Soal Latihan 1
Salin kembali seluruh bagian teks tentang Piala Rektor, dari "Fauzah Fitriah (FT/19)" hingga "dari masing-masing fakultas.", dan ganti "Ketua Pelaksana" dengan "Ketua Panitia".

Potongan Teks
Ketidakjelasan Aturan Membuat Permasalahan Berkepanjangan tanpa Penyelesaian
Penyerahan Piala Rektor Kepada Fakultas Ekonomi dan Bisnis
Sumber: Dokumentasi Pribadi Persma
Piala rektor (Pilrek) merupakan kompetisi antarfakultas yang diselenggarakan di UPN “Veteran” Jawa Timur (UPNVJT) pada 10-15 Mei 2022. Kegiatan yang dibagi menjadi dua bidang, yaitu olahraga dan seni diselenggarakan sebagai media penemuan potensi mahasiswa pada bidang yang ditargetkan. Selain itu, Pilrek juga dijadikan sebagai kompetisi yang memiliki orientasi jangka panjang pada pembentukan tim UPNVJT pada bidangnya masing-masing. Seluruh fakultas yang turut andil dalam kegiatan ini akan memberikan bentuk kekuatan terbaik pada masing-masing cabang perlombaan yang ditentukan.
Akhmad Fauzi selaku Rektor UPNVJT menegaskan jika Pilrek adalah event internal yang bertujuan untuk mempersiapkan UPNVJT sebelum nantinya mengikuti kegiatan-kegiatan POR yang lain. “Kita juga mempersiapkan untuk POMNAS itu yang diadakan secara nasional di Padang pada bulan November, kalau Porsimnas ini bulan Juli dan ini tinggal beberapa bulan ya harapannya Piala Rektor ini diperoleh bibit-bibit baik olahraga, seni, maupun ilmiah,” imbuhnya.
Fauzah Fitriah (FT/19) selaku Ketua Pelaksana menjelaskan bahwa persiapan acara yang dimulai November tahun lalu bertujuan untuk menjalin silaturahmi antarmahasiswa. “Kita juga menginfokan kepada Unit Kegiatan Mahasiswa (UKM) siapa tahu mereka butuh atlet. Jadi kita menyampaikan ke mereka bisa screening atlet melalui Pilrek ini sendiri. Tapi untuk yang perwakilan ke Porsimnas tetap kita kembalikan lagi ke UKM,” tambah Fauzah. Sementara itu, Intan Sri Lestari (FEB/19) sebagai Menteri Pengembangan Sumber Daya Manusia (PSDM) menjelaskan bahwa jumlah tim yang bertanding dapat menjadi tolok ukur terlaksananya acara ini. Pada pelaksanaan Pilrek ini juga dihadiri suporter dari masing-masing fakultas.

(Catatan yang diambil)
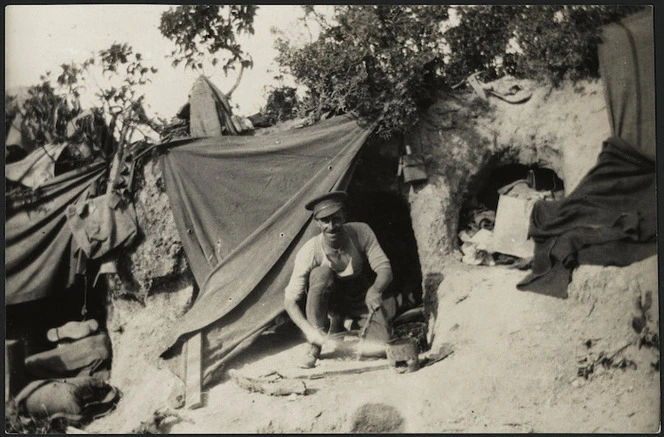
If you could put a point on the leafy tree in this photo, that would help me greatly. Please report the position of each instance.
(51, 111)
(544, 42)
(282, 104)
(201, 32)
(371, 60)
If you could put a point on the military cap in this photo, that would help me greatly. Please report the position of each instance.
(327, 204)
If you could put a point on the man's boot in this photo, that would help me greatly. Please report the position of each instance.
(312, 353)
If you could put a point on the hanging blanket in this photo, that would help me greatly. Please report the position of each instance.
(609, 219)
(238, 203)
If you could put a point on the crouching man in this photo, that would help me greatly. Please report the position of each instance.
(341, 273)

---

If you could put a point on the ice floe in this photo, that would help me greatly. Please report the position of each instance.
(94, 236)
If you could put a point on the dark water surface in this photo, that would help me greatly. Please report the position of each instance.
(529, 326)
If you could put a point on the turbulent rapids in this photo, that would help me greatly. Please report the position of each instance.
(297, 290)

Soal Latihan 2
Cari setiap baris dalam catatan yang mengandung kata "could", lalu salin baris-baris tersebut.

Jawaban Soal 1
Fauzah Fitriah (FT/19) selaku Ketua Panitia menjelaskan bahwa persiapan acara yang dimulai November tahun lalu bertujuan untuk menjalin silaturahmi antarmahasiswa. “Kita juga menginfokan kepada Unit Kegiatan Mahasiswa (UKM) siapa tahu mereka butuh atlet. Jadi kita menyampaikan ke mereka bisa screening atlet melalui Pilrek ini sendiri. Tapi untuk yang perwakilan ke Porsimnas tetap kita kembalikan lagi ke UKM,” tambah Fauzah. Sementara itu, Intan Sri Lestari (FEB/19) sebagai Menteri Pengembangan Sumber Daya Manusia (PSDM) menjelaskan bahwa jumlah tim yang bertanding dapat menjadi tolok ukur terlaksananya acara ini. Pada pelaksanaan Pilrek ini juga dihadiri suporter dari masing-masing fakultas.

Jawaban Soal 2
If you could put a point on the leafy tree in this photo, that would help me greatly. Please report the position of each instance.
If you could put a point on the military cap in this photo, that would help me greatly. Please report the position of each instance.
If you could put a point on the man's boot in this photo, that would help me greatly. Please report the position of each instance.
If you could put a point on the hanging blanket in this photo, that would help me greatly. Please report the position of each instance.
If you could put a point on the crouching man in this photo, that would help me greatly. Please report the position of each instance.
If you could put a point on the ice floe in this photo, that would help me greatly. Please report the position of each instance.
If you could put a point on the dark water surface in this photo, that would help me greatly. Please report the position of each instance.
If you could put a point on the turbulent rapids in this photo, that would help me greatly. Please report the position of each instance.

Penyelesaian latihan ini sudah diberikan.